## EXTRACTED INFORMATION
__________________________________________________

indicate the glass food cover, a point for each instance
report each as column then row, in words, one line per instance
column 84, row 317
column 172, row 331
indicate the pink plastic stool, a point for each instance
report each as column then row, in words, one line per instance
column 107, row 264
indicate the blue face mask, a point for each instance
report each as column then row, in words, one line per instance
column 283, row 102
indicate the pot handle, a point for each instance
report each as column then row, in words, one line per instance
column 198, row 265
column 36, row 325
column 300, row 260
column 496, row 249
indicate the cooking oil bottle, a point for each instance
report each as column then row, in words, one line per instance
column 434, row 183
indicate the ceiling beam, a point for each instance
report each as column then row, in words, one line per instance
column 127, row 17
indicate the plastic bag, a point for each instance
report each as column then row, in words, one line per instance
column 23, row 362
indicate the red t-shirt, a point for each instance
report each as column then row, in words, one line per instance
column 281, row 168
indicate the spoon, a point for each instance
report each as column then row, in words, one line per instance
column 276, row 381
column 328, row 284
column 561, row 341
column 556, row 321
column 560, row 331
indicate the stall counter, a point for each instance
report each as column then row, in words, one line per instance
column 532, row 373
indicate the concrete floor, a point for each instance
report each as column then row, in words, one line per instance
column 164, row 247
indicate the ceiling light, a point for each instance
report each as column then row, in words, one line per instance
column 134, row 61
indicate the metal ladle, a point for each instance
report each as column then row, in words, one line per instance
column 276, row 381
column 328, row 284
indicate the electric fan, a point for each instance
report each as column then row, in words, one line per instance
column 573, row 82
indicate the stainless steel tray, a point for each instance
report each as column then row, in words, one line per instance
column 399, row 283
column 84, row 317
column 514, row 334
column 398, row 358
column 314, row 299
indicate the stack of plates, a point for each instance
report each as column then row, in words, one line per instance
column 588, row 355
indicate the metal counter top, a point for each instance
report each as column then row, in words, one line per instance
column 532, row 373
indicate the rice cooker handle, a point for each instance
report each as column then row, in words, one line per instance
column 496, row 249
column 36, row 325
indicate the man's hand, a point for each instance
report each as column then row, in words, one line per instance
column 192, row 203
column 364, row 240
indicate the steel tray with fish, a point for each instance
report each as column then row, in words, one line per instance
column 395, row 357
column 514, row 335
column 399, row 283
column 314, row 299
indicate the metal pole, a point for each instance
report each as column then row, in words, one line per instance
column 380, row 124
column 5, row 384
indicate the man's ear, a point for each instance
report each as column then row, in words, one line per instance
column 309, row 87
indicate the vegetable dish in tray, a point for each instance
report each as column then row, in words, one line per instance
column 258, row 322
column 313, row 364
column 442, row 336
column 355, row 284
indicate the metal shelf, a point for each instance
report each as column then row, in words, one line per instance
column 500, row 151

__________________________________________________

## PROBLEM TO WORK ON
Number of lines above holding "ceiling"? Give that number alone.

## COMPLETED TASK
2